[Stored items from a collection]
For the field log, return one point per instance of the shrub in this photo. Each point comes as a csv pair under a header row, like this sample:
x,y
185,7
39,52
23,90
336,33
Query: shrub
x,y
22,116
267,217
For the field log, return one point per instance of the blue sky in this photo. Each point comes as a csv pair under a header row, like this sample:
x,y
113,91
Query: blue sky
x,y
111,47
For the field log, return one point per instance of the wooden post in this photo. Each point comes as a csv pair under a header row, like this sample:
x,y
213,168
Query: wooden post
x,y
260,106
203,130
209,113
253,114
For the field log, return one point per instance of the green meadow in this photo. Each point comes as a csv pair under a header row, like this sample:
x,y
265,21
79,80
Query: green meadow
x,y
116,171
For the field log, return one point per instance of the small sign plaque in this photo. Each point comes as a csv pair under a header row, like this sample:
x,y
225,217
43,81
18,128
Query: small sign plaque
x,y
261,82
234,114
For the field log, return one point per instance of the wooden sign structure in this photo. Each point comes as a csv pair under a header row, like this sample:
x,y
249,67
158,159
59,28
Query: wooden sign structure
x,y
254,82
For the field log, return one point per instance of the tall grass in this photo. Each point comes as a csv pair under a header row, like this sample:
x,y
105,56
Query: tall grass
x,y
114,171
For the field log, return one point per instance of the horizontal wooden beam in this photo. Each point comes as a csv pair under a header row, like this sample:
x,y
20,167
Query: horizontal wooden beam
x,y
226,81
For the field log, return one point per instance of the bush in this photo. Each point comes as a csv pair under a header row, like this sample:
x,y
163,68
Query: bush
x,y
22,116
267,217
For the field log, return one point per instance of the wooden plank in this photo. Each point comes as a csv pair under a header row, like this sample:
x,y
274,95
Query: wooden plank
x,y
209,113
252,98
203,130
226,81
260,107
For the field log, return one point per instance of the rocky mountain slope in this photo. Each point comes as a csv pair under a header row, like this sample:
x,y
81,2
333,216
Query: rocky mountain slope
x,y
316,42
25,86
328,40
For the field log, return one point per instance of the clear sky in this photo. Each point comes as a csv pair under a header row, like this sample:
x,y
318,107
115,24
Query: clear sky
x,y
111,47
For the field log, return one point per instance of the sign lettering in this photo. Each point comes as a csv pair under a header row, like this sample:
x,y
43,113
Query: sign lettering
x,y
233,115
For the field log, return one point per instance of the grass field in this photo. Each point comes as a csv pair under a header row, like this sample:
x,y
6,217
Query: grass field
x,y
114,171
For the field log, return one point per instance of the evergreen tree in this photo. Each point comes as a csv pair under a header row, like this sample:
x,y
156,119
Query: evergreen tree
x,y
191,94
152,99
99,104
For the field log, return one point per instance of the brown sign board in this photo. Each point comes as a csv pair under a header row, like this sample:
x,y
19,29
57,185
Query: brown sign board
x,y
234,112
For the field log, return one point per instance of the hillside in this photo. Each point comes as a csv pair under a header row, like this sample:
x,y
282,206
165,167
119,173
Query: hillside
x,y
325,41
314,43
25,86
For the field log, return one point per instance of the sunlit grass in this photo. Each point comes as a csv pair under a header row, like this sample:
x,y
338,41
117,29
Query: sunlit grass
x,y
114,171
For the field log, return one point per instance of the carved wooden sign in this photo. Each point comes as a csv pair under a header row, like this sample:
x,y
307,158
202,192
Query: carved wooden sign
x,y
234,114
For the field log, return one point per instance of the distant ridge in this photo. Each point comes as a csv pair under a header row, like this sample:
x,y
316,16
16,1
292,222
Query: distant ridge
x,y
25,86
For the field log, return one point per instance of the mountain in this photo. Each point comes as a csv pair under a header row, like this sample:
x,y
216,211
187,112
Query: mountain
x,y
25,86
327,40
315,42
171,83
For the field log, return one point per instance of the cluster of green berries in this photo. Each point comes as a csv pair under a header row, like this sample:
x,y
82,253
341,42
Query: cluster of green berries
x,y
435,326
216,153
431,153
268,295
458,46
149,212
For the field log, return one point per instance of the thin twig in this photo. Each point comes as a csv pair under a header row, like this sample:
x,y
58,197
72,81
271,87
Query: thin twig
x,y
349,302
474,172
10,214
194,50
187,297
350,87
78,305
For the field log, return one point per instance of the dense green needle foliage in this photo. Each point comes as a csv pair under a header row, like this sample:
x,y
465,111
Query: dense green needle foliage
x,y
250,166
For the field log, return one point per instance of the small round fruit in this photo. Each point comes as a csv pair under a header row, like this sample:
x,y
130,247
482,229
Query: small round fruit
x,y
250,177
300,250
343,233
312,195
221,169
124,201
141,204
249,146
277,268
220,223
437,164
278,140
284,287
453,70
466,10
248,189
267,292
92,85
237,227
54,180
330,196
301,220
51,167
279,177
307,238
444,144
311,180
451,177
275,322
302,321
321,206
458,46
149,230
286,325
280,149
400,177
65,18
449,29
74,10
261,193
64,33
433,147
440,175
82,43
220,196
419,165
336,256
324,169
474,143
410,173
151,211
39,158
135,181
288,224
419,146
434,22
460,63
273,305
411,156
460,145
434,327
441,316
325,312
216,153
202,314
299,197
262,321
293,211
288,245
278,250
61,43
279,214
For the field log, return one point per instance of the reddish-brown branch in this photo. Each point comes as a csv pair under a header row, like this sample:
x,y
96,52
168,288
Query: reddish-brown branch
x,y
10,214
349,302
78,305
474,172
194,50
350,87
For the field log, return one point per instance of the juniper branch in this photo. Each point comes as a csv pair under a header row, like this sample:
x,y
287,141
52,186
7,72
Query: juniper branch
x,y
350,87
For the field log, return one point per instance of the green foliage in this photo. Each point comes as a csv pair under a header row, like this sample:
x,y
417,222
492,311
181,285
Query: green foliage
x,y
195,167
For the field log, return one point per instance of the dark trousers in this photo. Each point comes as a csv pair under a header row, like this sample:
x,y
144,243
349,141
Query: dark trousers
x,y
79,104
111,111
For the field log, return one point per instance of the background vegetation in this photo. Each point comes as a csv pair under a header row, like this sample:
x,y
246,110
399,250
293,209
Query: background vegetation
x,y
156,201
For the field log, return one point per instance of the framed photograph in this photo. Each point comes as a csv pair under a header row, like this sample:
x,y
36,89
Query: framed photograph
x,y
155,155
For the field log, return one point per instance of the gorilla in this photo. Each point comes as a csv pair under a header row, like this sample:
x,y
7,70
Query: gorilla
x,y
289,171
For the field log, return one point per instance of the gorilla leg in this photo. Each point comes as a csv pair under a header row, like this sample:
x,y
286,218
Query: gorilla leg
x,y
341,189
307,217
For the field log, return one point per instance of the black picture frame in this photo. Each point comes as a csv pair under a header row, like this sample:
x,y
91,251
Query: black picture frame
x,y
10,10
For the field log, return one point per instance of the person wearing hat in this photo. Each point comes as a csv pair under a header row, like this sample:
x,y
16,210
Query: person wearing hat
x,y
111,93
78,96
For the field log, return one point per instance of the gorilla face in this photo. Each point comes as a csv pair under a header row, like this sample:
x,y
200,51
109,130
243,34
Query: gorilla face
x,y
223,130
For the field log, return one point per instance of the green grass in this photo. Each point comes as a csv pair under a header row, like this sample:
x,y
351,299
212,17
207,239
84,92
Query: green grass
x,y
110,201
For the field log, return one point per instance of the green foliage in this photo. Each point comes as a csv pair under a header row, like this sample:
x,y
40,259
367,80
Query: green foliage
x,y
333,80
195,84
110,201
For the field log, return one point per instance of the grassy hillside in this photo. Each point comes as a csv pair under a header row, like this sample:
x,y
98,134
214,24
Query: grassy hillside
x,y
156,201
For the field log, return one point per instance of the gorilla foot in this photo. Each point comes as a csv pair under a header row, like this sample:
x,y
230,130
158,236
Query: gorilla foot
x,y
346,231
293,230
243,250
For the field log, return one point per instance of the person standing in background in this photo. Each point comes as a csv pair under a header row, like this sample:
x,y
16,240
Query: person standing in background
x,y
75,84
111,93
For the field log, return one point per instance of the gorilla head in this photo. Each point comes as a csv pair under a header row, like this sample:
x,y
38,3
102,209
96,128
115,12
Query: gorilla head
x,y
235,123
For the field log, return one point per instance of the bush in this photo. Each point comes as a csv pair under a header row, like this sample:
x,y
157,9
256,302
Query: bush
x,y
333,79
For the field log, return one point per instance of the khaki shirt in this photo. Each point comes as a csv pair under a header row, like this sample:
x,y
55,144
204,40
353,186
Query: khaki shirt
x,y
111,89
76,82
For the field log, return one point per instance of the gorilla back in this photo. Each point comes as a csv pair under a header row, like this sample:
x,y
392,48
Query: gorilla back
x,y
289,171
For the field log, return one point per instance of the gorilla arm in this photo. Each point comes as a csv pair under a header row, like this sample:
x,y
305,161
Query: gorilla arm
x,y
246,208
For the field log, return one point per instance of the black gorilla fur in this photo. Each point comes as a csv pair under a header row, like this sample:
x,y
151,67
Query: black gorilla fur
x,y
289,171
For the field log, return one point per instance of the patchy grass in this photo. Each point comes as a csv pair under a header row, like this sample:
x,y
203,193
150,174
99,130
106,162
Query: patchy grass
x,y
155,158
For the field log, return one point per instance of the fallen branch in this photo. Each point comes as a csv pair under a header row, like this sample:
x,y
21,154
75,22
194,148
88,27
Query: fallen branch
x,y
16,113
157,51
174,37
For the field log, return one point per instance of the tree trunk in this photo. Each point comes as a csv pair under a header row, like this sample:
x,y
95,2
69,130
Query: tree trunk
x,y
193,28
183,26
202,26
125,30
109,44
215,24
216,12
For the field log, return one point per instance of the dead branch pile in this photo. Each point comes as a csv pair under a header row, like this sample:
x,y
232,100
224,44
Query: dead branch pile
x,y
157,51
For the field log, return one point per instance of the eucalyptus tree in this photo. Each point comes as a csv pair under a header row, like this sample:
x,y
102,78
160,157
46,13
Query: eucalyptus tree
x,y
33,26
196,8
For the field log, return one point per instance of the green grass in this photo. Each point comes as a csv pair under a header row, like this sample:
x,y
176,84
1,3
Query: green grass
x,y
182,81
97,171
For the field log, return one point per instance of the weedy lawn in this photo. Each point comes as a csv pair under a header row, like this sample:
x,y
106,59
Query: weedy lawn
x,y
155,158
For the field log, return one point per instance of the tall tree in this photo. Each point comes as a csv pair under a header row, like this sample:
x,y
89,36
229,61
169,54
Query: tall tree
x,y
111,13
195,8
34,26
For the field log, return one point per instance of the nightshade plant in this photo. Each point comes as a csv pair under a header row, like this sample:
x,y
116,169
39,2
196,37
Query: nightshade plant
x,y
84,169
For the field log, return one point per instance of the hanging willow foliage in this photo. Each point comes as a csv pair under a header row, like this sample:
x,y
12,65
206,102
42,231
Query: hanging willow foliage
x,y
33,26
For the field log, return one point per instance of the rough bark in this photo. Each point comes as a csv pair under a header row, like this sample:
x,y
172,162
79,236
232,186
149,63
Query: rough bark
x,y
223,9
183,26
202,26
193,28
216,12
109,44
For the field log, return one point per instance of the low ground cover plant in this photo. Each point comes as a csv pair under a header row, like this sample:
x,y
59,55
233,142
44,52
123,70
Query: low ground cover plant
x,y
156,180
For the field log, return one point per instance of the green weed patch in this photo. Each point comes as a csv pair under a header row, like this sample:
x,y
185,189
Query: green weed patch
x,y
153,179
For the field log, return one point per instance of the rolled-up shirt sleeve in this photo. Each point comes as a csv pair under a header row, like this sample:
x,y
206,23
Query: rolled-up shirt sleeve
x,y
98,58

WORK INSTRUCTIONS: Retype exactly, please, each line from the line that contains "the low ground" through the last line of the entries above, with nothing added.

RESULT BELOW:
For the field log, return one point per instance of the low ground cover plant in this photo. Each point comes as a csv pair under a header row, like this sample:
x,y
59,55
233,142
44,52
123,70
Query: low ground cover plant
x,y
156,180
For the field log, return one point per instance of the green weed patch in this photo. Each point comes as a csv pair under a header row, like this sample:
x,y
185,189
Query: green weed patch
x,y
153,179
For the field log, return one point per instance of the rolled-up shirt sleeve in this photo. Each point comes as a csv pair under a header row, like this sample:
x,y
206,23
Query: rolled-up shirt sleeve
x,y
98,58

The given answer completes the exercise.